課題一覧
1. 米大統領選をめぐる文章によると、バイデンはサウスカロライナ州の予備選挙で一般投票の何%を獲得したか。
2. 米大統領選をめぐる文章を、最後の文の後から引き継いで書き進めること。

提示文
----------
これまでにないほどの危機に直面している
グレン・S・フクシマ : 米国先端政策研究所(CAP) 上級研究員
2020年06月10日
11月3日の大統領選まであと5カ月を切ったが、アメリカにおける2月以降の状況が、4つの大きなサプライズを生み出している。そして、こうした予想外の展開は、現職のドナルド・トランプ大統領と、対立候補のジョー・バイデン前副大統領のどちらが選挙に勝利するかにかかわらず、2021年1月20日に発足する新政権に4つの重大な課題を突きつけている。
バイデン、崖っぷちからの勝利
1つ目のサプライズは、2月29日に行われたサウスカロライナ州の予備選挙でバイデンが圧勝したことである。
3日のアイオワ党集会、11日のニューハンプシャー予備選、22日のネバダ州の党集会で連敗を喫したバイデンは、まさに崖っぷちの状態にあり、サウスカロライナ州で敗れていたら大統領選から撤退せざるを得ないと見られていた。
しかし、アフリカ系アメリカ人のジム・クライバーン下院議員とアフリカ系アメリカ人有権者の支持のおかげでバイデンは奇跡的なカムバックを果たし、一般投票の49%を獲得して決定的な勝利を収めた。
2つ目のサプライズは、3月3日のスーパーチューズデーまでに、バイデンは複数の重要な州の予備選挙で勝利し、その結果、エイミー・クロブシャー、ピート・ブティジェッジ、マイク・ブルームバーグ、トム・スタイヤー、ベト・オルークなど、民主党におけるかつてのライバルの多くからの支持を得ることに成功したということだ。
予備選挙のこれほど早い段階で、1人の候補者のもとにこうした結束が民主党でできると予測していた者はほとんどいなかった。むしろ観測筋のほとんどは、全国大会(もともと7月13~16日に予定されていた)に向けて党に深い亀裂が生じると予測していたし、「ブローカード・コンベンション」(仲裁集会)の可能性さえ指摘されていたのである。
民主党がこれほど早期にバイデン支持で団結できた1つの理由として、党内の多くが、穏健派の間で戦いを続ければバーニー・サンダースが党の指名を獲得することになるとおそれていたことがある。民主社会主義者を自称するサンダースが民主党候補者になれば、トランプが再選を勝ち取る可能性が高まるだろうと考えられた。
少なくともこれは、リチャード・ニクソン大統領がジョージ・マクガバン上院議員から地滑りで再選を勝ち取った1972年の大統領選や、ロナルド・レーガン大統領がウォルター・モンデール元副大統領から地滑りで再選を勝ち取った1984年の大統領選から、民主党員の多くが得た教訓である。
3つ目のサプライズは、3月下旬でもまだ予想されていなかった、コロナウイルス感染症(COVID-19)による荒廃である。公衆衛生の専門家は、近い将来に致命的なパンデミックがアメリカを襲う可能性があるとして警告していたが、これほど大きな被害をもたらすと予測していた者はほとんどいなかった。
----------
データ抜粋
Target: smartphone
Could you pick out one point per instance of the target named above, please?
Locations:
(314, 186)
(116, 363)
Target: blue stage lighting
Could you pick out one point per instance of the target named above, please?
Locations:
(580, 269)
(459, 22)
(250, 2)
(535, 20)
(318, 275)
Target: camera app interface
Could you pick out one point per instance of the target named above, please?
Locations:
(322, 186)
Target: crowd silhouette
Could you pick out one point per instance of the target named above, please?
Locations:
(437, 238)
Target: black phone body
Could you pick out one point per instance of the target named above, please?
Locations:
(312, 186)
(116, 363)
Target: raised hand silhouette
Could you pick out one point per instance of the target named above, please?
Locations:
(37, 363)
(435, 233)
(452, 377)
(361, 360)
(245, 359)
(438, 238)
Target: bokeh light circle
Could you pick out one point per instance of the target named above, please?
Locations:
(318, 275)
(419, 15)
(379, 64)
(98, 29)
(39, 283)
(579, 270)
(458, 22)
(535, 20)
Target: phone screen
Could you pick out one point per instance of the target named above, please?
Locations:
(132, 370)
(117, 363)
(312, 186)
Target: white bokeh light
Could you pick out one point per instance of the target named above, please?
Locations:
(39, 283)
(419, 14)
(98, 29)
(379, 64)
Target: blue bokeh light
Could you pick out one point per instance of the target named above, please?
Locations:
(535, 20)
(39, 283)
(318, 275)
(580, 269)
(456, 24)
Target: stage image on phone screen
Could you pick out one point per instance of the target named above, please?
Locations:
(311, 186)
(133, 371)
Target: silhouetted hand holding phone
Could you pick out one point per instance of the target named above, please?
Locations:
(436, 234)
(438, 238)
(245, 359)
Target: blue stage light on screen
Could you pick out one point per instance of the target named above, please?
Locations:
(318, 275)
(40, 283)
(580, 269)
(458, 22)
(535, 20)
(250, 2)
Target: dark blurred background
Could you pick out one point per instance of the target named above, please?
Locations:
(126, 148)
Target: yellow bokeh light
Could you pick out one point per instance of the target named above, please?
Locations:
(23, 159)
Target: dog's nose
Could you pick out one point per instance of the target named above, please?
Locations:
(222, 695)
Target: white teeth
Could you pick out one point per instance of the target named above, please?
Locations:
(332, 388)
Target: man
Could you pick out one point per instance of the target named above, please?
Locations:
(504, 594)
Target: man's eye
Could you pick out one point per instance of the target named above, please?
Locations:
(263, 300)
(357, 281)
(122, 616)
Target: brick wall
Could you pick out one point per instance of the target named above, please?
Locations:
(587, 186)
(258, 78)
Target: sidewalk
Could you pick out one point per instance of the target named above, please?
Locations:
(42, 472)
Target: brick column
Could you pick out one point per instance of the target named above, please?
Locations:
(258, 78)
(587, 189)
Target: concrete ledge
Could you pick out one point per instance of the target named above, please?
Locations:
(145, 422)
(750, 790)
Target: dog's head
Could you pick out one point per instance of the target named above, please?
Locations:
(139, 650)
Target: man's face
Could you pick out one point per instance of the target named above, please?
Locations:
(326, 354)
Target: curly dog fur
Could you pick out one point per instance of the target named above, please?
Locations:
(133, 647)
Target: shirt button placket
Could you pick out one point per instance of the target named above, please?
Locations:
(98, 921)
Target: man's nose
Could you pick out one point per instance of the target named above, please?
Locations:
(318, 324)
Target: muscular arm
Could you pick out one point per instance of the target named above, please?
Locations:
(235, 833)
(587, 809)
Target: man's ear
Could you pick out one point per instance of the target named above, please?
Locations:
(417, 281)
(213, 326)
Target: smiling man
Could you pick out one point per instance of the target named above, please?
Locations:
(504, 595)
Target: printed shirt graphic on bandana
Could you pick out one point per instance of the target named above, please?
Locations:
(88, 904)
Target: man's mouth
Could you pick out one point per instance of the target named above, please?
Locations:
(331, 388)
----------
記述回答
1. 49%

2.
6月初旬の時点で、感染者は約200万人、死者は11万人以上である。4000万人以上の雇用が失われ、失業率が数週間のうちに3.5%から15%近くまでに急上昇させた新型コロナは、第2次世界大戦後のアメリカ最大の危機であり、1930年代の大恐慌以来最大の経済的大惨事である。
4つ目のサプライズは、出来事としては意外ではないが、その影響は十分に予測されていなかった。
5月25日、ミネソタ州ミネアポリスで、丸腰で手錠をかけられ、警察に拘束されていたアフリカ系アメリカ人男性ジョージ・フロイドが白人警官によって残忍に殺害された事件は、白人警官による丸腰のアフリカ系アメリカ人男性の殺害が相次いでいることに代表されるアメリカの人種的緊張の中で、最後の一押しとなった。
数日のうちに、抗議やデモは50州すべての600以上の都市や町、ほかの国々にまで広がった。
このようにして、人種的不平等、刑事司法、そして有色人種、とくにアフリカ系アメリカ人に対する警察の暴力の問題が、一夜にしてすぐさま対処が必要な喫緊の問題となったのである。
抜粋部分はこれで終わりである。